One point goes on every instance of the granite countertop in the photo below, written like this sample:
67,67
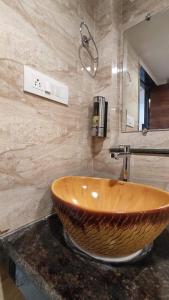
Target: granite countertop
41,251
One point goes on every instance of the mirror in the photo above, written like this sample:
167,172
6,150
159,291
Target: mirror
145,89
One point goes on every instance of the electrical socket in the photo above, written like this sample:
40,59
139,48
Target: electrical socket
37,84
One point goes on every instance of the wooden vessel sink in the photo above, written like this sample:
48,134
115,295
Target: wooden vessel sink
110,219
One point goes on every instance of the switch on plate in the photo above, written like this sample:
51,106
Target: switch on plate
42,85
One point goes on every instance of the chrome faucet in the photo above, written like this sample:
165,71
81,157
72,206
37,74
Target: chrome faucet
124,152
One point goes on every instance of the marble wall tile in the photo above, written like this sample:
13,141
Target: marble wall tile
41,140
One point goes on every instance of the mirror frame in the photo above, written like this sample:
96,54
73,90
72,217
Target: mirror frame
123,29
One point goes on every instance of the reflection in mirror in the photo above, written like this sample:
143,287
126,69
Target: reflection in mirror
146,74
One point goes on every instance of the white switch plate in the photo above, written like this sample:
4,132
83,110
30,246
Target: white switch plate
130,121
42,85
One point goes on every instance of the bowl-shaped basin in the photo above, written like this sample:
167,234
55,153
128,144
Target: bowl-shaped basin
110,218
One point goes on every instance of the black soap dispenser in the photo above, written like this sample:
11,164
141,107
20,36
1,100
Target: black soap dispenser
99,119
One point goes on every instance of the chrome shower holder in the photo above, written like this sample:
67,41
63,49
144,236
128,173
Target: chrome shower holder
85,43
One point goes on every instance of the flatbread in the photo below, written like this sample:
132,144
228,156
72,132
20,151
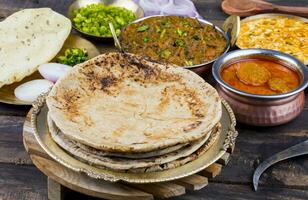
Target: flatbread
129,155
117,163
123,103
29,38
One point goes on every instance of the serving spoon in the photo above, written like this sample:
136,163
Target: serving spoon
115,38
296,150
252,7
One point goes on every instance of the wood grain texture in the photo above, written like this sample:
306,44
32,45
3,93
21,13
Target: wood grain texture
55,190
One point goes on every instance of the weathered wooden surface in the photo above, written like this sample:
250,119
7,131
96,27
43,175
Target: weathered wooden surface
104,189
19,179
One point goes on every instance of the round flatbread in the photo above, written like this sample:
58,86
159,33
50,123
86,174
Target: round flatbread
173,164
29,38
116,163
123,103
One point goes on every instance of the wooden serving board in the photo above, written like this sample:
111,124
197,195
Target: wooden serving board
60,177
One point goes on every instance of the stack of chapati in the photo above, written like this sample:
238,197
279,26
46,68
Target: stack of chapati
124,113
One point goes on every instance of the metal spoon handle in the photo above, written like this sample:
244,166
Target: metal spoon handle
296,150
115,37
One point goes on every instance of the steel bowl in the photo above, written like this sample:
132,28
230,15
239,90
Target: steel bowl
262,110
128,4
202,68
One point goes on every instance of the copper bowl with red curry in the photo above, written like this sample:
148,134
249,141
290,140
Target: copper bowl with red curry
263,87
183,41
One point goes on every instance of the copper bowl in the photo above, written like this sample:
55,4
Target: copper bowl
262,110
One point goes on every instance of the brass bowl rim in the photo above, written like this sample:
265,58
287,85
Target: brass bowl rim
203,21
269,54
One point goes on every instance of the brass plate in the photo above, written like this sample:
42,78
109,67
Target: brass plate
7,92
273,15
231,26
226,140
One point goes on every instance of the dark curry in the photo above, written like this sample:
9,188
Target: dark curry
182,41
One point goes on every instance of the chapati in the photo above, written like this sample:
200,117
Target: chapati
117,163
29,38
124,103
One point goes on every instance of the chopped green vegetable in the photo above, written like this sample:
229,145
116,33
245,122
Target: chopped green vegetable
165,53
146,39
166,23
143,28
94,19
179,43
186,24
189,62
158,30
73,56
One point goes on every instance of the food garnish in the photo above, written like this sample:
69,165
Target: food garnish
53,71
262,77
252,73
94,19
73,56
289,35
182,41
278,84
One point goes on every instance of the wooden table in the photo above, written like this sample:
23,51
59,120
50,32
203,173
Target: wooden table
19,179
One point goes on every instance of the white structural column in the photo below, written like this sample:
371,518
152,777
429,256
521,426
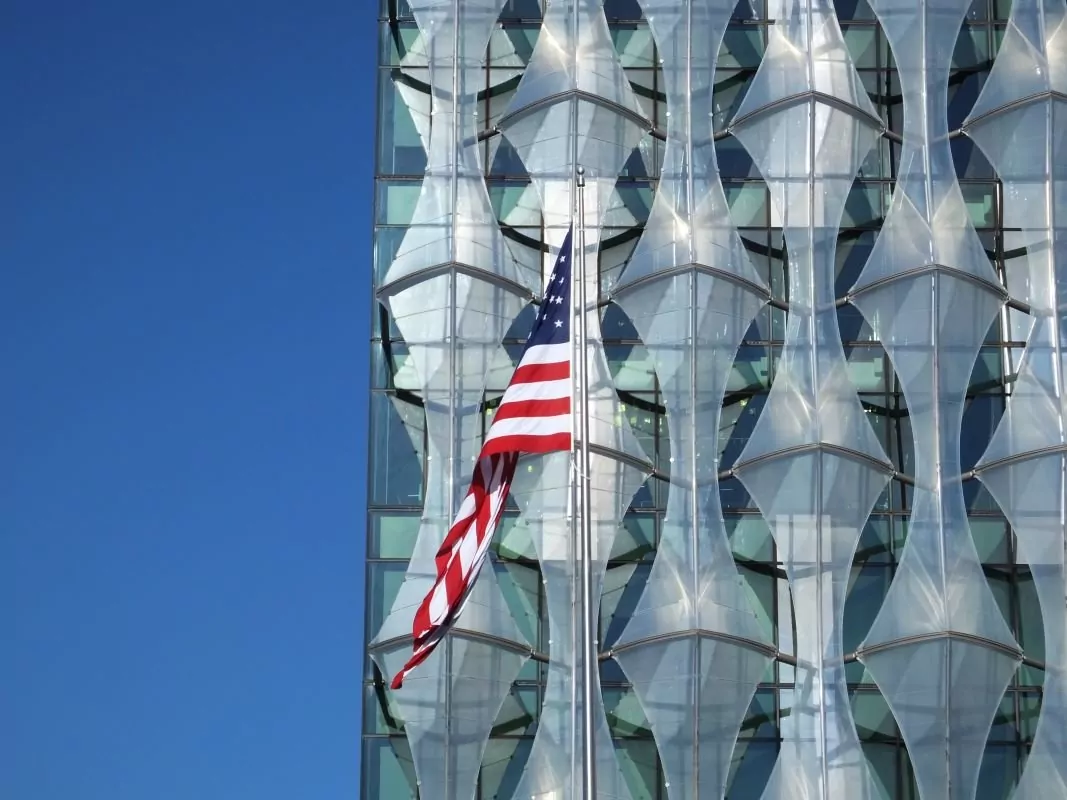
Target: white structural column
1020,122
813,464
574,107
452,290
939,649
694,649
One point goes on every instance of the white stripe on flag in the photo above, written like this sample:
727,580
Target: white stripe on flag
540,390
546,354
529,427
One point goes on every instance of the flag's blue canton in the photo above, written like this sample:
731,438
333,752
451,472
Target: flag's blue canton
553,324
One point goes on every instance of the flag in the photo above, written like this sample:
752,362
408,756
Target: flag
535,417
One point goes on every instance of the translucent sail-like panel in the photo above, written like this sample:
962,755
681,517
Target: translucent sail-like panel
454,290
574,108
542,490
693,649
813,465
1019,124
939,649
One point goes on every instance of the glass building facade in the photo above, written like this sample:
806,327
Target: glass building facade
829,244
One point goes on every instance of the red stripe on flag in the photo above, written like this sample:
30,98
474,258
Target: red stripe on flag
515,409
528,443
541,372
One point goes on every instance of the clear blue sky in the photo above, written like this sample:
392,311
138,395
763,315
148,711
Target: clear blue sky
185,225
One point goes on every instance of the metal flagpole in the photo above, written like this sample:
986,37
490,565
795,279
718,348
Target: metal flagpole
590,672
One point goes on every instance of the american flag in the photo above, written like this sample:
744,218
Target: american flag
534,416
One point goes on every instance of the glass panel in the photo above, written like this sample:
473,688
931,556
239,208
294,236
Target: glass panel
521,587
502,767
742,47
990,540
748,203
636,540
379,713
862,44
387,769
396,451
981,203
400,148
634,44
512,45
383,582
393,533
396,201
750,768
639,761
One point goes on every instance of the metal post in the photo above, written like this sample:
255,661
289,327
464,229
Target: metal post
590,672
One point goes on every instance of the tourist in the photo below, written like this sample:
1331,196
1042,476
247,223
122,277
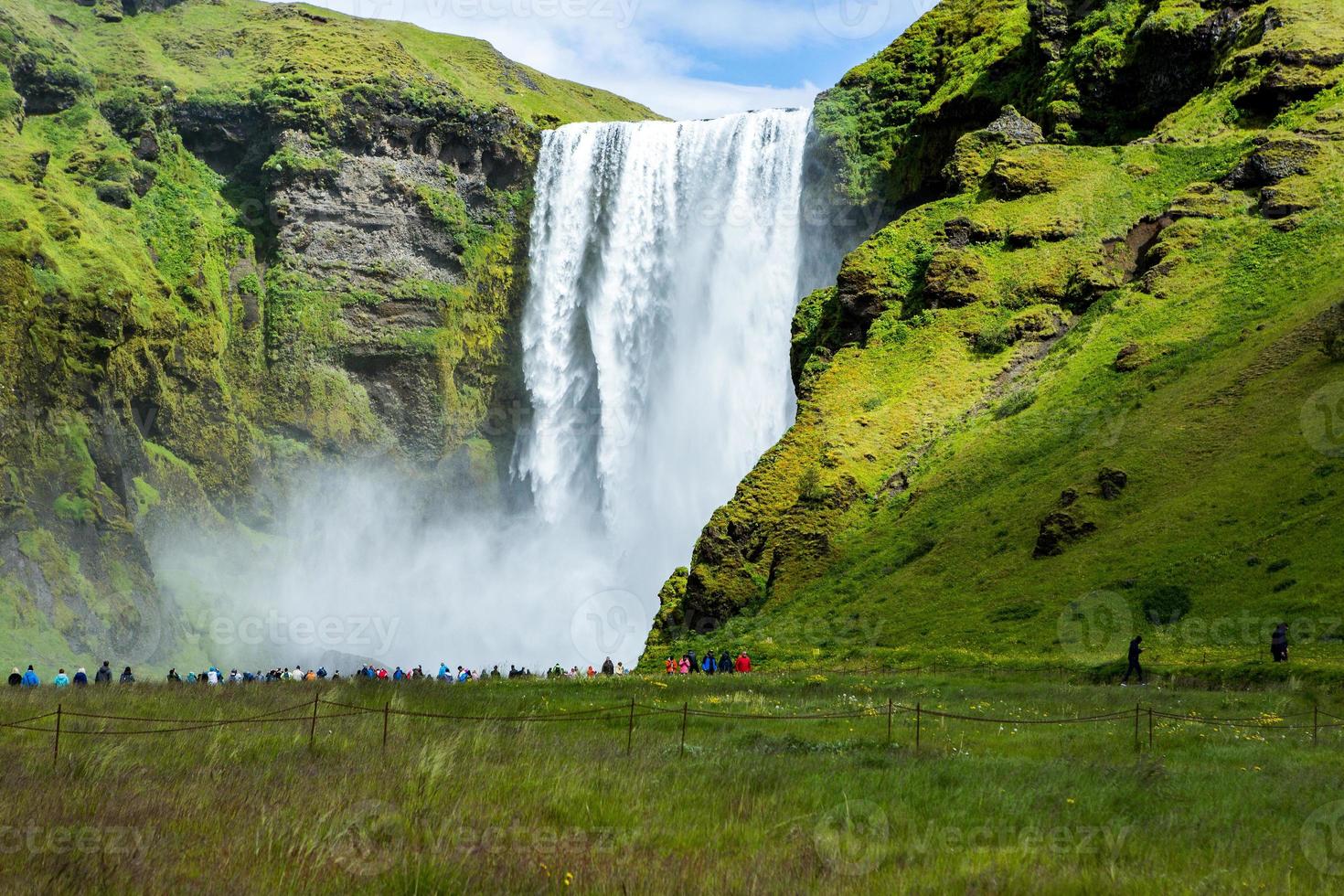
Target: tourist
1133,661
1278,644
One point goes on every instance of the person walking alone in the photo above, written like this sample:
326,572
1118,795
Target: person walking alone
1133,661
1278,644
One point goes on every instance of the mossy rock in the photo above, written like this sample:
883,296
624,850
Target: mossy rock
955,277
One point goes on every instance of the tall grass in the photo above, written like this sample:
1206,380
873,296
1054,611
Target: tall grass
750,806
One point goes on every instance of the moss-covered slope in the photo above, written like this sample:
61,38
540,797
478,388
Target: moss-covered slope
1086,363
234,237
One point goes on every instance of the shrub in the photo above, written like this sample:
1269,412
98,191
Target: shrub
1332,341
1015,403
809,485
1167,603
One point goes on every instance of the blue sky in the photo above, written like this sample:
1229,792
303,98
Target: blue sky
683,58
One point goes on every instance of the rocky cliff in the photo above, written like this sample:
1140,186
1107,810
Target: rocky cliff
1087,355
235,238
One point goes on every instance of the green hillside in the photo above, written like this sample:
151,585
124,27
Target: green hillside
233,237
1087,380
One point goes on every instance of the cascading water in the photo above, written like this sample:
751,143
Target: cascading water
664,274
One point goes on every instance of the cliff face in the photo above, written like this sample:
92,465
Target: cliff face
1085,354
235,238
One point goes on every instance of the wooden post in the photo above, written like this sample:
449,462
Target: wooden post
312,729
684,709
629,736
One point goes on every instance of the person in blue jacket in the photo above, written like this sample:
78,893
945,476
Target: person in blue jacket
725,664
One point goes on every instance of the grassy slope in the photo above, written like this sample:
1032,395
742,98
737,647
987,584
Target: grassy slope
233,45
1227,497
129,277
752,806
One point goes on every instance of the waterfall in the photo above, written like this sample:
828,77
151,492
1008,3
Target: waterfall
663,280
664,272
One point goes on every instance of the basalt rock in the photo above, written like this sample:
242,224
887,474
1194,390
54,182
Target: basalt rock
1060,529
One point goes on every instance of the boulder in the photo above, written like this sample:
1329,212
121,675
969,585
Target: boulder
1060,529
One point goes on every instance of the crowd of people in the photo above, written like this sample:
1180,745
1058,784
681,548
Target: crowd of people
30,678
709,666
214,676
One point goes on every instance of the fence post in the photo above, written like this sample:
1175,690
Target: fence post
684,709
312,729
629,736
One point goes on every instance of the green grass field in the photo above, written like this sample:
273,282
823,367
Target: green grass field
752,805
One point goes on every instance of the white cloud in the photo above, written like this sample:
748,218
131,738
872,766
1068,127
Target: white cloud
646,50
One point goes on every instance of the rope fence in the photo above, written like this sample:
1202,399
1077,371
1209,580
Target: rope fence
631,710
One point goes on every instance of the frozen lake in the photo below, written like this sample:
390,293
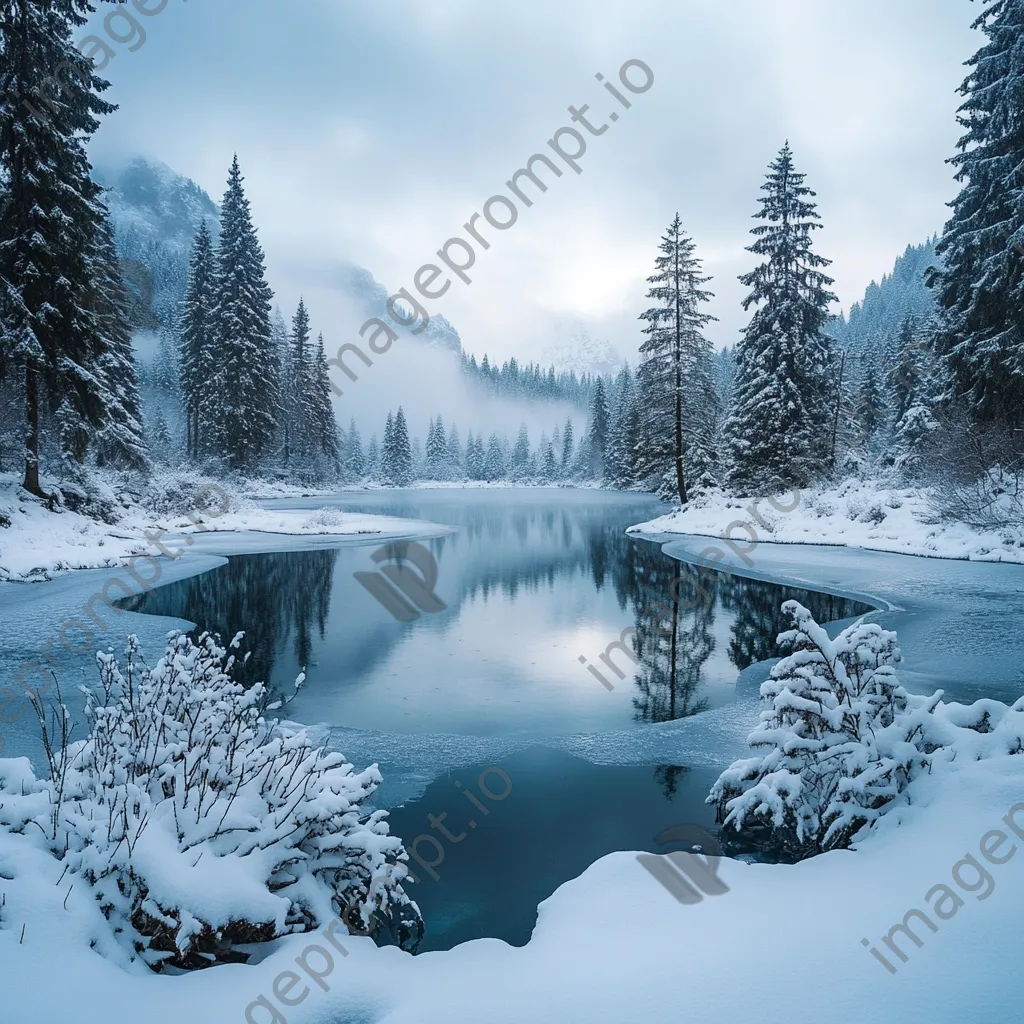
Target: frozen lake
530,581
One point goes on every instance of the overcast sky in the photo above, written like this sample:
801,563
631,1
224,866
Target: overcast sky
370,130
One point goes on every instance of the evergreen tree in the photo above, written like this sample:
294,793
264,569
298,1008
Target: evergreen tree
161,436
906,372
401,453
197,332
373,459
568,446
327,439
120,440
870,410
779,427
247,364
297,407
436,452
455,453
600,428
474,457
982,284
50,223
494,465
678,400
521,455
387,452
355,464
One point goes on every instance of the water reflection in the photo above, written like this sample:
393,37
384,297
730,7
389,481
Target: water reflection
278,600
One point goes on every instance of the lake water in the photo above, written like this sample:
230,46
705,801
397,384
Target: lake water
530,581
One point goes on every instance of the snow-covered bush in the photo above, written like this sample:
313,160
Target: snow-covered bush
180,492
199,823
844,740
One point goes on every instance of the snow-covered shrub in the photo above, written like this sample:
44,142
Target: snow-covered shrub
875,513
180,492
199,823
844,740
327,516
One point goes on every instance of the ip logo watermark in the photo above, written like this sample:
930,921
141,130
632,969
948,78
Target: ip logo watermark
688,876
397,587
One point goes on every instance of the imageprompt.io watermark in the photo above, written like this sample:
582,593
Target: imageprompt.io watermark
401,592
459,254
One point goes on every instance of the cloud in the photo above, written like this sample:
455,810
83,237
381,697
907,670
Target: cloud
370,132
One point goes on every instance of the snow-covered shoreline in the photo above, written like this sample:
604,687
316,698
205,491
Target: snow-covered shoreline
854,514
39,543
588,961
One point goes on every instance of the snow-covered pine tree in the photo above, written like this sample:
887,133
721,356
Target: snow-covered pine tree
779,426
625,434
981,286
494,463
386,470
568,448
870,408
906,372
197,345
50,215
521,463
297,404
844,739
247,382
674,381
474,457
599,429
355,463
436,452
373,469
327,456
120,441
401,452
454,454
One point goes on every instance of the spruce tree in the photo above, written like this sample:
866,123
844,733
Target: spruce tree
436,453
355,465
198,345
779,427
907,371
247,382
494,464
870,410
454,454
677,393
401,457
387,452
568,448
120,441
50,223
520,455
600,427
981,287
373,459
299,398
326,439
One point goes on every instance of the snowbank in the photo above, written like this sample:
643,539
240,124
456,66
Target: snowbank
856,514
38,542
784,943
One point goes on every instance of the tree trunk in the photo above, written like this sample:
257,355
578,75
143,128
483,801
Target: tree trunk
31,482
680,472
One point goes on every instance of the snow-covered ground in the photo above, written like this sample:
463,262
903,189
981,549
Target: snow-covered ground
856,514
783,944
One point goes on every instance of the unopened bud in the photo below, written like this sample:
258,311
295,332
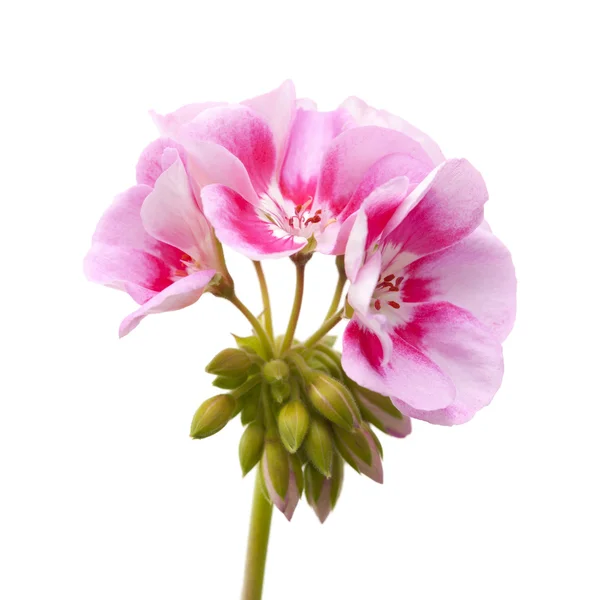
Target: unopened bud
280,391
334,401
322,493
231,362
293,422
380,411
251,446
332,366
212,416
249,403
281,475
319,446
228,383
295,487
360,450
276,370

------

ACTIVITY:
Start at the line holding "Target: tree trunk" and stop at the last line of the entries above. Repeat those lines exactly, pictures excluded.

OUTPUT BELOW:
Target: tree trunk
31,482
680,472
One point goes on every instance of the snow-covered ground in the photo above, written like this sample:
463,262
903,189
981,549
Target: snow-covered ground
856,514
783,944
One point goes on every instance of the unopened bud in the photo below, written like this sample:
258,311
295,332
Target: unopened bud
280,391
334,401
322,493
231,362
293,422
380,411
251,446
332,366
212,416
249,403
281,475
319,446
228,383
295,487
360,450
276,370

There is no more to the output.